----- EXCERPT TO READ
There are only two more paragraphs in Collins' piece, each of two sentences. The penultimate paragraph frames the issue of loyalty clearly:
The Giuliani version of loyalty, which bears a terrifying resemblance to the George W. Bush brand of loyalty, is entirely about self-protection. An administration safe beneath the loyalty cone does not have to worry much about leaks to the press, or even whistle-blowing.
And the final paragraph reminds us of the cost of such loyalty, as experienced by New Yorkers:
People can screw up, or fail to achieve their missions, knowing the guy at the top will protect them as long as they put his well-being ahead of anything else. When disaster strikes, the whole world may be falling apart, but they will all be clumped together, walking north.
I have a simple test for those who would seek my support for political office. Let me frame it by two quotes, one applicable for those who seek the highest official office in the land, and the other for those seeking any other office.
For presidential aspirants:
''I do solemnly swear (or affirm) that I will faithfully execute the Office of President of the United States, and will to the best of my Ability, preserve, protect and defend the Constitution of the United States.''
And for the others:
The Senators and Representatives before mentioned, and the Members of the several State Legislatures, and all executive and judicial Officers, both of the United States and of the several States, shall be bound by Oath or Affirmation, to support this Constitution; but no religious Test shall ever be required as a Qualification to any Office or public Trust under the United States.
I do not agree with the sentiments expressed by Forster, as much as I might admire his work as a writer. I expect a certain amount of loyalty to friends, but I expect something more, especially from those who would seek to act in position of political leadership.
Perhaps it is because I teach government, am a student of history, and have been a member of minority religions. My loyalty is to an ideal, one expressed perhaps incompletely in the founding of this nation - I acknowledge that founding included neither women nor blacks as full members of the political society being established. I am all too much aware of the history of discrimination and repression that has been a continuing strand in this nation. My own involvement in civil rights stems directly from recognizing that the ideals espoused in our founding were not accessible to all who lived here, and I found that intolerable.
Barbara Jordan expressed as well as anyone my commitment to the ideals of the Constitution, in the 2nd and 3rd paragraphs of her statement to the House Judiciary Committee when it began its work on the impeachment of Richard M. Nixon on July 25, 1974. I was spending some time living with some Benedictine monks, who broke from their normal practice of only watching TV on Sunday afternoons because of the importance of the occasion. I was electrified by her words, which I offer to you:
Earlier today, we heard the beginning of the Preamble to the Constitution of the United States: "We, the people." It's a very eloquent beginning. But when that document was completed on the seventeenth of September in 1787, I was not included in that "We, the people." I felt somehow for many years that George Washington and Alexander Hamilton just left me out by mistake. But through the process of amendment, interpretation, and court decision, I have finally been included in "We, the people."Today I am an inquisitor. An hyperbole would not be fictional and would not overstate the solemnness that I feel right now. My faith in the Constitution is whole; it is complete; it is total. And I am not going to sit here and be an idle spectator to the diminution, the subversion, the destruction, of the Constitution.
----------
EXERCISE >> Please quote everything in the essay on political loyalty from "And the final" down to "together, walking north.".
----- PROVIDED MATERIAL
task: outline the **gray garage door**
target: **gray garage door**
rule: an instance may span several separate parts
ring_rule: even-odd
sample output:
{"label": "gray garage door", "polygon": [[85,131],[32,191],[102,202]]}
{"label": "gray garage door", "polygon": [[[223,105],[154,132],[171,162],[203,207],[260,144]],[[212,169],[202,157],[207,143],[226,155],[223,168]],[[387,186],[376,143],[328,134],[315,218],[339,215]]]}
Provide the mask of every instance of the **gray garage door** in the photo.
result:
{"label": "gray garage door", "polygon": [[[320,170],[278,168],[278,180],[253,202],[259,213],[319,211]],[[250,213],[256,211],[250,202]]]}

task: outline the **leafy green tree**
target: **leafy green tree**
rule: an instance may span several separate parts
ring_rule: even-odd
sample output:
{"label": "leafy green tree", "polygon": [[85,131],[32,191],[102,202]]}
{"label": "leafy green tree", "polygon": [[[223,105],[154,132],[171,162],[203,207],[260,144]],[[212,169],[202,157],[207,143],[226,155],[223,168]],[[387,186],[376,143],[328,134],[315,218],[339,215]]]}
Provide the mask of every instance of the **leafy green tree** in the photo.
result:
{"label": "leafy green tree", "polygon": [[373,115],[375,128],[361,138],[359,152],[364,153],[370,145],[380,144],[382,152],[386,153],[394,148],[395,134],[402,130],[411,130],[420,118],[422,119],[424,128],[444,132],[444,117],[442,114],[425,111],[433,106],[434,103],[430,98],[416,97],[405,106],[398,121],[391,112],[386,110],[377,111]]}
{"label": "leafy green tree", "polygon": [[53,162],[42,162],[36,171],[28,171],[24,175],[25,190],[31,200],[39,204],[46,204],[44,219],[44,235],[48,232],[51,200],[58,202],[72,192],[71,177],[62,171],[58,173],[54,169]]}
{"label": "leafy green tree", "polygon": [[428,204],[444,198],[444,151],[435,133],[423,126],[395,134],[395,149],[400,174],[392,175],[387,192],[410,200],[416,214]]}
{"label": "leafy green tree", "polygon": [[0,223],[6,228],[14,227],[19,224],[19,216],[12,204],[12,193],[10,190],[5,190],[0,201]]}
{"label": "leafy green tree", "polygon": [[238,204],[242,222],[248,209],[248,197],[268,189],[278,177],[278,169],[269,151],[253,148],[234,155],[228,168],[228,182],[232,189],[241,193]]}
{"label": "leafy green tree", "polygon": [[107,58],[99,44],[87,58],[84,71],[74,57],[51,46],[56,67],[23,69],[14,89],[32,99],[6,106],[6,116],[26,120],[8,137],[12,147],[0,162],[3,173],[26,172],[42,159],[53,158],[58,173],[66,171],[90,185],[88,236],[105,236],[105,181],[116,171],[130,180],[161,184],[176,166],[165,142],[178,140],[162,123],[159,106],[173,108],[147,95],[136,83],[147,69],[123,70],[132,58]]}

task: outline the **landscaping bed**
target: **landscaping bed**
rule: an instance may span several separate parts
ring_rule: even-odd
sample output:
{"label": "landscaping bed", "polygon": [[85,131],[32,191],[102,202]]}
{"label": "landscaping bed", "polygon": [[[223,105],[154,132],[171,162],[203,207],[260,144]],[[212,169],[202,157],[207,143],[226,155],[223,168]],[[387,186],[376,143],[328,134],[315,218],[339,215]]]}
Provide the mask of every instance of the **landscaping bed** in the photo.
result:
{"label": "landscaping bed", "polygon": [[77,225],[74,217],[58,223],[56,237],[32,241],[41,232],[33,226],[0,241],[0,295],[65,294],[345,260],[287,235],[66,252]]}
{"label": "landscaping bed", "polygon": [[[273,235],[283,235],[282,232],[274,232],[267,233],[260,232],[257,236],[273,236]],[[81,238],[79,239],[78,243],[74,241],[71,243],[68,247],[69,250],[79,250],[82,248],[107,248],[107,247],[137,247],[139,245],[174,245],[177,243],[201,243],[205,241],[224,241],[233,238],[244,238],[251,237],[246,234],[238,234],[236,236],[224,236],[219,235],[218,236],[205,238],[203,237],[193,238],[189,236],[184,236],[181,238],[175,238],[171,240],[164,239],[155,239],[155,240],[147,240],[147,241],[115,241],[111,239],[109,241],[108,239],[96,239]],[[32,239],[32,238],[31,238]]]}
----------
TASK SOLUTION >>
And the final paragraph reminds us of the cost of such loyalty, as experienced by New Yorkers:
People can screw up, or fail to achieve their missions, knowing the guy at the top will protect them as long as they put his well-being ahead of anything else. When disaster strikes, the whole world may be falling apart, but they will all be clumped together, walking north.